___ EXERCISE INPUTS ___
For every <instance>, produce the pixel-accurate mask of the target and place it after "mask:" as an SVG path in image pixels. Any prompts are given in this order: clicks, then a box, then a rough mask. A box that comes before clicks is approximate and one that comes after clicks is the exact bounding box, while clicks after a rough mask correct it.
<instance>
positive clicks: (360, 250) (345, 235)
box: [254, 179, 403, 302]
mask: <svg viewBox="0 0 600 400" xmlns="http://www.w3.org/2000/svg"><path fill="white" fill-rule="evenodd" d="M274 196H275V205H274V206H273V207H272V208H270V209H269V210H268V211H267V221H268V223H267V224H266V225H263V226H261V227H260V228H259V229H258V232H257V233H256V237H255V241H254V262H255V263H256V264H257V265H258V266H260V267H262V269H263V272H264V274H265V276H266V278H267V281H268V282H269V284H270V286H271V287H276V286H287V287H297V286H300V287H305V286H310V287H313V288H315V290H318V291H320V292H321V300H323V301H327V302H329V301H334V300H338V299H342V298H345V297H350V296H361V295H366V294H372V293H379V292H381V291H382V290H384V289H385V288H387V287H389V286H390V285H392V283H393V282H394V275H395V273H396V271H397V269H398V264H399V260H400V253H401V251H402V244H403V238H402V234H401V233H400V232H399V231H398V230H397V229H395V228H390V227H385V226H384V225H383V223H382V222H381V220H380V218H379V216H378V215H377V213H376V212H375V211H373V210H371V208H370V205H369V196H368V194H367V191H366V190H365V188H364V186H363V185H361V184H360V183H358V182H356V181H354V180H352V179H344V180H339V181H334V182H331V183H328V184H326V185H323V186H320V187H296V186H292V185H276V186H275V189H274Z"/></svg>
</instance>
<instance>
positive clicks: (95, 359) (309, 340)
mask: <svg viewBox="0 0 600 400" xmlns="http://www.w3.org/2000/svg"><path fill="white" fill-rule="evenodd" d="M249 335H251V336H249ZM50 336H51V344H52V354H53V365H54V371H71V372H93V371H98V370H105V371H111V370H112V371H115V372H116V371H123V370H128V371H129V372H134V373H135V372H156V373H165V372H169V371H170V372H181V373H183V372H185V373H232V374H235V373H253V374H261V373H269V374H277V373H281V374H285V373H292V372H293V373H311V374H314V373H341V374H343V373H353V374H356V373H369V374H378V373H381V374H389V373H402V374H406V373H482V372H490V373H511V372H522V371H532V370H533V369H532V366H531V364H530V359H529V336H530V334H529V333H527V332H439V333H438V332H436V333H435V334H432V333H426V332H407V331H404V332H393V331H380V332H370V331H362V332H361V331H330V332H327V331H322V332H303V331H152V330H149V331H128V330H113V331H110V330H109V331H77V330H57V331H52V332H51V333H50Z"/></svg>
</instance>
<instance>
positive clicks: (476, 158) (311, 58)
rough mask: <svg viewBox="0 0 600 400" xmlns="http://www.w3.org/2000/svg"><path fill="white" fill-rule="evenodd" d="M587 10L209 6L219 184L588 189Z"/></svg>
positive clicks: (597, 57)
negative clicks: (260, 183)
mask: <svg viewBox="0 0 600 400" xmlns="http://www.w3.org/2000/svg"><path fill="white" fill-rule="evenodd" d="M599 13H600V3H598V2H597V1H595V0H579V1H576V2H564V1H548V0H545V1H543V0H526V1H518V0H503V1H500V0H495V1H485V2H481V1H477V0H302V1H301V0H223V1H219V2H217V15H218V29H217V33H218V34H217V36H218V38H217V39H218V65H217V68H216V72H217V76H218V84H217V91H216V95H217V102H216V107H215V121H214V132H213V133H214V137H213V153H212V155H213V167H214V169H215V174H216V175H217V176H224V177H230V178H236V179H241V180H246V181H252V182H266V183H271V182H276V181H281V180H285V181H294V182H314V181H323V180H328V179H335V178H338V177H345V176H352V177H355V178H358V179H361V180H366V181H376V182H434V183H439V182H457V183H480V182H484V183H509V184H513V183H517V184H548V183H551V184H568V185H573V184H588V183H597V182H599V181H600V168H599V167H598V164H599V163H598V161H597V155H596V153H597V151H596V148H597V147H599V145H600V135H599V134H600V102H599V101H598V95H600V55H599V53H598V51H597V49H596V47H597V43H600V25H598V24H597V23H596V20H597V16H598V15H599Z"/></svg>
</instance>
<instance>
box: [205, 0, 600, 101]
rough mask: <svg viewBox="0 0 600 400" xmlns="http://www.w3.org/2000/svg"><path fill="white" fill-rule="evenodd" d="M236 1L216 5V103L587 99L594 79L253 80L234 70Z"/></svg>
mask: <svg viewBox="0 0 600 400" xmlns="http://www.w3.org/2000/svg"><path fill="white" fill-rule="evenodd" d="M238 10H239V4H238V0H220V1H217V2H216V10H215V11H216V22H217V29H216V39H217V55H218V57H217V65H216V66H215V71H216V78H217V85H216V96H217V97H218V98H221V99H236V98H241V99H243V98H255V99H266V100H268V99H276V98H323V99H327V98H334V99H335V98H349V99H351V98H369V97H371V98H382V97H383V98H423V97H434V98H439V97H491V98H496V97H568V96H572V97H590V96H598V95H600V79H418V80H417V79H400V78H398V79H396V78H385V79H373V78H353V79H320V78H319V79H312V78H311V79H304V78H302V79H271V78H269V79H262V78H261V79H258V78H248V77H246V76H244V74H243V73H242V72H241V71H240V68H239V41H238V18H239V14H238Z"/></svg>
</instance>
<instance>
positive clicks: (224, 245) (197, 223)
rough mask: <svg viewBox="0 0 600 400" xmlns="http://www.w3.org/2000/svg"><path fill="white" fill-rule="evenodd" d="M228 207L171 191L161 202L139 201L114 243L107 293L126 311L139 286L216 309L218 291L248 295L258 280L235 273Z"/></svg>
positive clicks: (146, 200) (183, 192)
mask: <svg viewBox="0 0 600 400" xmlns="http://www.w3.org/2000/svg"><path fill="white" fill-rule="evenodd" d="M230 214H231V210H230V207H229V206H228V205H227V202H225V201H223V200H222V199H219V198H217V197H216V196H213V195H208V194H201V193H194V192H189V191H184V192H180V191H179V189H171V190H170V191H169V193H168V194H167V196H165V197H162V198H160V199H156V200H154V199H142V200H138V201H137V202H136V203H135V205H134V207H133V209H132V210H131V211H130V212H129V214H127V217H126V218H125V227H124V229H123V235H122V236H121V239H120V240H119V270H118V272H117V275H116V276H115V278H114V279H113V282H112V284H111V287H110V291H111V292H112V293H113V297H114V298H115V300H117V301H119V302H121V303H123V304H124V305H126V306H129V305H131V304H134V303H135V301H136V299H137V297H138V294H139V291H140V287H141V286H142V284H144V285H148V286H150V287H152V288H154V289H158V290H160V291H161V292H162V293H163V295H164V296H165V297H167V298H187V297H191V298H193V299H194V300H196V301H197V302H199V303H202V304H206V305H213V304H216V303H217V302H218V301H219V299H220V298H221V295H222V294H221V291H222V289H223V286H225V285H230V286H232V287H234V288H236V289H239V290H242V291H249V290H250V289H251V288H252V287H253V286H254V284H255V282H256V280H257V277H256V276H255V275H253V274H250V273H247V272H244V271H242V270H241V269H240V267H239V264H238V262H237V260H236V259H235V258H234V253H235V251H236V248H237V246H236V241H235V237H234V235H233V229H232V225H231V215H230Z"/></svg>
___
- _THE TASK_:
Could you set down exactly the lines above, from the one containing "positive clicks: (224, 245) (197, 223)" through the last, including both and nothing else?

- _SOLUTION TO THE PROBLEM_:
positive clicks: (224, 245) (197, 223)
rough mask: <svg viewBox="0 0 600 400" xmlns="http://www.w3.org/2000/svg"><path fill="white" fill-rule="evenodd" d="M228 207L171 191L161 202L139 201L114 243L107 293L126 311L139 286L216 309L218 291L248 295L258 280L235 273Z"/></svg>
positive clicks: (146, 200) (183, 192)
mask: <svg viewBox="0 0 600 400" xmlns="http://www.w3.org/2000/svg"><path fill="white" fill-rule="evenodd" d="M230 214H231V210H230V207H229V206H228V205H227V202H225V201H223V200H222V199H219V198H217V197H216V196H213V195H208V194H201V193H194V192H189V191H184V192H180V191H179V189H171V190H170V191H169V193H168V194H167V196H165V197H162V198H160V199H156V200H154V199H142V200H138V201H137V202H136V203H135V205H134V207H133V209H132V210H131V211H130V212H129V214H127V217H126V218H125V227H124V229H123V235H122V236H121V239H120V240H119V270H118V272H117V275H116V276H115V278H114V279H113V282H112V284H111V287H110V291H111V292H112V293H113V297H114V298H115V300H117V301H119V302H121V303H123V304H124V305H126V306H129V305H131V304H134V303H135V301H136V299H137V297H138V294H139V291H140V287H141V286H142V284H144V285H148V286H150V287H152V288H154V289H158V290H160V291H161V292H162V293H163V295H164V296H165V297H167V298H187V297H191V298H193V299H194V300H196V301H197V302H199V303H202V304H206V305H213V304H216V303H217V302H218V301H219V299H220V298H221V295H222V294H221V291H222V289H223V286H225V285H230V286H232V287H234V288H236V289H239V290H242V291H249V290H250V289H251V288H252V287H253V286H254V284H255V282H256V280H257V277H256V276H255V275H253V274H250V273H247V272H244V271H242V270H241V269H240V267H239V264H238V262H237V260H236V259H235V258H234V253H235V251H236V248H237V246H236V241H235V237H234V235H233V229H232V225H231V215H230Z"/></svg>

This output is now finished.